*WHAT IS REQUIRED*
Reproduce exactly the lines from the one containing "of the overcast" through the last line of the records below, both included, and nothing else.

*DATA PROVIDED*
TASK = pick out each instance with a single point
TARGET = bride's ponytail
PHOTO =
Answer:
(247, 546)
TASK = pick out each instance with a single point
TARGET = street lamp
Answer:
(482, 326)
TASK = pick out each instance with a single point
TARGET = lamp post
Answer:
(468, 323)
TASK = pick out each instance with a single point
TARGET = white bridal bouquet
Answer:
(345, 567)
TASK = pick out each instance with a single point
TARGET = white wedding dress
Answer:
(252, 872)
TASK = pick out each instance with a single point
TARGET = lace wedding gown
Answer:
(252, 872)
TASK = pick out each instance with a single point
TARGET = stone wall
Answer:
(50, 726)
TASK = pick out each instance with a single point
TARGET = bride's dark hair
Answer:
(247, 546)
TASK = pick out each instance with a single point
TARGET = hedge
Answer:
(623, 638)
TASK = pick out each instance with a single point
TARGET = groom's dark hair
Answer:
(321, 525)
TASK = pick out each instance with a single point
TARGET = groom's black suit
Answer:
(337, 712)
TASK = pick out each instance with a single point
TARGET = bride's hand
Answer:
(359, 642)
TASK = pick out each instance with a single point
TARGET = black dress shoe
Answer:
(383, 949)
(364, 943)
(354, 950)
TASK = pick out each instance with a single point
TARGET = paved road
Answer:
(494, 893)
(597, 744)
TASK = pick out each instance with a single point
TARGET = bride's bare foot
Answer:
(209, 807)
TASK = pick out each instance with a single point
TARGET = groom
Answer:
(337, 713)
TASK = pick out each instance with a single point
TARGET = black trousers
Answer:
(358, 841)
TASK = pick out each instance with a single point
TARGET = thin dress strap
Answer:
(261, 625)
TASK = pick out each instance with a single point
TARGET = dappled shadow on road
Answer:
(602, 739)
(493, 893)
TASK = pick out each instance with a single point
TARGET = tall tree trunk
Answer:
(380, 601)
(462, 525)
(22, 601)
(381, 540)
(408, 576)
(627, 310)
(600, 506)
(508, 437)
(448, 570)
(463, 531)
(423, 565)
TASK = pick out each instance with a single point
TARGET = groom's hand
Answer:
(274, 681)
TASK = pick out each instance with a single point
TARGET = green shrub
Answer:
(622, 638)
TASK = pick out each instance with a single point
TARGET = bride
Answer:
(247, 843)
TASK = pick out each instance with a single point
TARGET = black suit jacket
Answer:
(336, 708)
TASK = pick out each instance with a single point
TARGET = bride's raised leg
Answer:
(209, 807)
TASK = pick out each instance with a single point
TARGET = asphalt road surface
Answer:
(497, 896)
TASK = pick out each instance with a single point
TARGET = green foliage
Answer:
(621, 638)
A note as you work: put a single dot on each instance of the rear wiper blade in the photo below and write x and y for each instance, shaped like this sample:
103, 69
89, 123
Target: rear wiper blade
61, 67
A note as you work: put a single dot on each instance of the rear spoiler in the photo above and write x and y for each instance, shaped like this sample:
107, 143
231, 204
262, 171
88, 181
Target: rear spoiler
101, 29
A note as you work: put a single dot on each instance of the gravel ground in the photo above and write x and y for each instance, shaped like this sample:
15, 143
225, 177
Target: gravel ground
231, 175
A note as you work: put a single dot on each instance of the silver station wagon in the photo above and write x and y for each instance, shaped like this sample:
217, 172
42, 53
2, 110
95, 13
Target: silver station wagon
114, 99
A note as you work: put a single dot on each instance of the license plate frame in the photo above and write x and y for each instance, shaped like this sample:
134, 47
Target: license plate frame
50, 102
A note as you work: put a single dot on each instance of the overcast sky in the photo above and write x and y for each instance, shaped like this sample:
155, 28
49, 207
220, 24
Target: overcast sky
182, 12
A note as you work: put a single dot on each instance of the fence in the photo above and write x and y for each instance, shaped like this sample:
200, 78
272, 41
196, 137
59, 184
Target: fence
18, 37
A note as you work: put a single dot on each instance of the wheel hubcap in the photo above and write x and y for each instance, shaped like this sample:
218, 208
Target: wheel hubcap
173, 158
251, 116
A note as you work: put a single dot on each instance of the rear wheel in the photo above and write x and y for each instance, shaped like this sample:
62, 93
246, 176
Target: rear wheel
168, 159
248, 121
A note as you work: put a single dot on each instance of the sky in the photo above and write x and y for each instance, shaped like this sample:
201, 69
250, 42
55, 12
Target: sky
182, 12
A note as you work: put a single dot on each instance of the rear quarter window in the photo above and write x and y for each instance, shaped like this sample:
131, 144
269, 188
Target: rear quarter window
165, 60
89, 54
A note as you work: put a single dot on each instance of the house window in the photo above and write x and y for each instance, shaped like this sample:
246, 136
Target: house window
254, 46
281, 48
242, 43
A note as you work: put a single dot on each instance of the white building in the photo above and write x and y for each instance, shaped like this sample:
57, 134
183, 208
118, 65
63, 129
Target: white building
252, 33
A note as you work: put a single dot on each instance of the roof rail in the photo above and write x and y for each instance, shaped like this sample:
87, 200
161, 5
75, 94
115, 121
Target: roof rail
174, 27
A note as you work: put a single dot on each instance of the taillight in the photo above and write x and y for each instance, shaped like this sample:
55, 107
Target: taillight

*ANSWER BELOW*
A note as you work: put a single dot on each instance of the overcast sky in the photo above and write x and y for each instance, shaped like this sample:
155, 28
49, 207
220, 24
Target: overcast sky
182, 12
A note as you work: put a single dot on each instance of the fence in the photo above and write x and y for each instance, shaped like this sample:
200, 78
272, 41
196, 137
59, 184
Target: fence
18, 37
A note as you work: put a single dot on each instance of the wheel hubcap in the photo above and write x and y for each instance, shaped like this sample:
218, 208
Target: wheel hubcap
173, 158
251, 116
A note as you work: put a single dot on each instance of the rear wheel in the photo above and write x and y for each instance, shaped like this sample:
62, 93
246, 176
Target: rear wheel
168, 159
248, 121
A note as you work: put a single dot on each instance of the sky in the photo above and write x and y for each instance, shaped like this sample:
201, 69
250, 42
55, 12
Target: sky
182, 12
A note as you work: put a single dot on each instance of the rear quarter window in the photo above and write x and y for each instance, shaped like this sample:
131, 144
269, 188
Target: rear quarter window
165, 60
89, 54
A note as you work: put a single dot on each instance of the house window in the photo above and write x and y for each instance, shaped like this sample:
246, 136
Target: house window
254, 46
281, 48
242, 43
A note as you work: put a single dot on each instance of the white building in the photo above and write x and y for each instance, shaped like this sample:
57, 134
183, 208
118, 65
63, 129
Target: white building
252, 33
A note as you work: put a single dot on each instance of the roof rail in the photo above and write x and y for each instance, shaped like this sample:
87, 200
161, 5
75, 94
115, 121
Target: roof rail
174, 27
A note as you work: put a single dot on each instance of the taillight in the photo above and write x and y for each instance, shaped like this sample:
55, 107
Target: taillight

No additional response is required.